Can you output every record below as a two-column CSV with the headers "text" and "answer", one row per record, each field wrapped in double quotes and any line breaks turned into spaces? Leave the pictures out.
>> start EXERCISE INPUT
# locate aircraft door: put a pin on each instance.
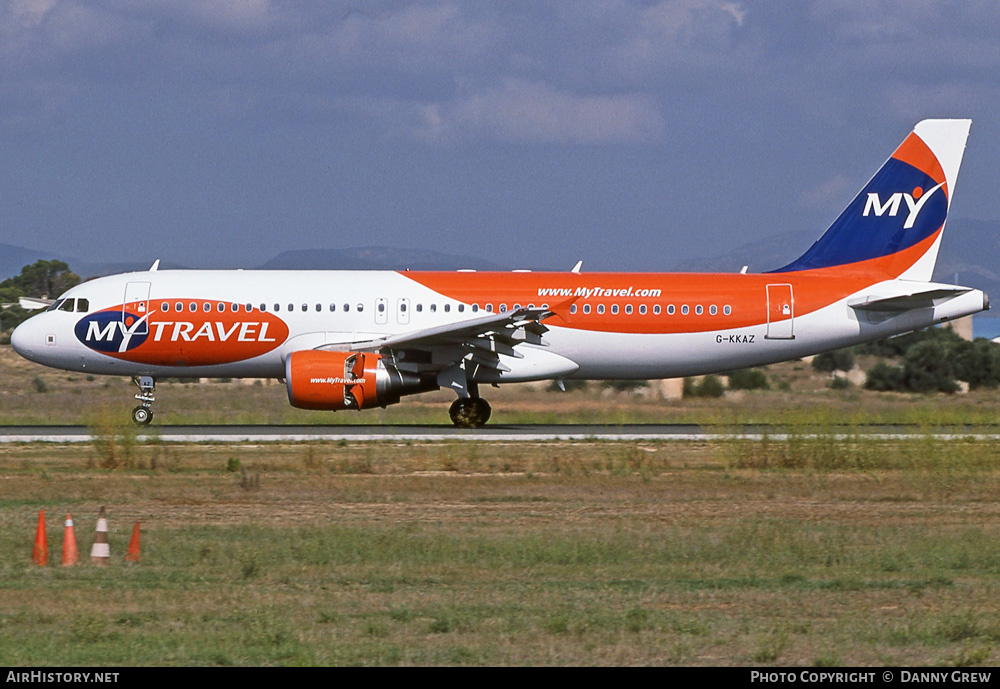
(136, 306)
(780, 312)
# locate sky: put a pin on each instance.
(631, 135)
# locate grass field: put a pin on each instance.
(827, 548)
(470, 553)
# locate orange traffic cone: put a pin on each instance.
(40, 555)
(133, 545)
(70, 555)
(100, 552)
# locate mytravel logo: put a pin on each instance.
(213, 333)
(112, 331)
(914, 203)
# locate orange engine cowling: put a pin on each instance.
(346, 380)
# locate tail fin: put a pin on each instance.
(893, 227)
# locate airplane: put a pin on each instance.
(360, 339)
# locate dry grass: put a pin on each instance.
(472, 553)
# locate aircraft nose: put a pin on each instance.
(21, 339)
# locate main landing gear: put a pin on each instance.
(470, 412)
(143, 414)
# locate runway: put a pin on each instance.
(493, 433)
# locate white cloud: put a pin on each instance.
(525, 111)
(831, 194)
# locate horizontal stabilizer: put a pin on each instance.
(917, 299)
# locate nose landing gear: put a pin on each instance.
(143, 414)
(470, 412)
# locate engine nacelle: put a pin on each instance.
(346, 380)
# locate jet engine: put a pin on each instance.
(347, 380)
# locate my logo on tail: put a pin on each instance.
(914, 202)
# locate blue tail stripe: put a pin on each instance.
(872, 226)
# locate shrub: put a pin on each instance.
(748, 379)
(709, 386)
(928, 368)
(837, 360)
(977, 363)
(885, 377)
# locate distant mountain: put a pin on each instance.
(970, 255)
(375, 258)
(13, 258)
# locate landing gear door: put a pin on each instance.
(135, 308)
(780, 312)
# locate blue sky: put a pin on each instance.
(632, 135)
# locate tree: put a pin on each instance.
(837, 360)
(43, 279)
(977, 363)
(928, 368)
(748, 379)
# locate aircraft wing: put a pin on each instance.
(478, 341)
>> end EXERCISE INPUT
*CORRECT ANSWER*.
text,answer
"# locate aircraft door: put a pin on each instance.","(136, 306) (780, 312)"
"# locate sky: put a pin on each instance.","(631, 135)"
"# locate grass field: put a pin on each instance.","(827, 548) (470, 553)"
"# locate orange traffic cone: put a pin on each instance.","(40, 555) (133, 545) (70, 555) (100, 552)"
"# locate mytravel logo: put a pin on each instance.","(213, 333) (112, 331) (914, 203)"
"# locate orange engine cowling: put a pin on each instance.","(346, 380)"
"# locate tail fin: put a pin on each instance.","(893, 227)"
"# locate airplane: put a pin on each instance.","(360, 339)"
"# locate dry grass: put a pin on each instance.","(472, 553)"
"# locate aircraft nose: put a pin on each instance.","(21, 339)"
"# locate main landing gear: put a pin on each instance.","(470, 412) (143, 414)"
"# locate runway: put a pin on each instance.","(493, 433)"
"# locate white cloud: put a pin on each instance.","(525, 111) (831, 194)"
"# locate horizontal stabilizer: put a pin on each instance.","(917, 299)"
"# locate nose landing gear: put a pin on each instance.","(143, 414) (470, 412)"
"# locate engine nacelle: put a pin on each instance.","(346, 380)"
"# locate jet engine: put a pin on each instance.","(347, 380)"
"# locate my logo on tail: put a pin on each instance.","(914, 202)"
"# locate blue tail stripe: put a pin on each instance.","(872, 226)"
"# locate shrub: put a pin on each instance.","(748, 379) (709, 386) (928, 368) (837, 360) (977, 363) (885, 377)"
"# locate distant mountain: put a pin on each instance.","(970, 255) (375, 258) (13, 258)"
"# locate landing gear door: put a pin on each instance.","(135, 308) (780, 312)"
"# locate blue sky: put a pin on each instance.","(632, 135)"
"# locate tree: put a pin on each instance.","(837, 360) (43, 279) (977, 363) (928, 368) (748, 379)"
"# locate aircraft wing: put a pin on each instance.","(478, 341)"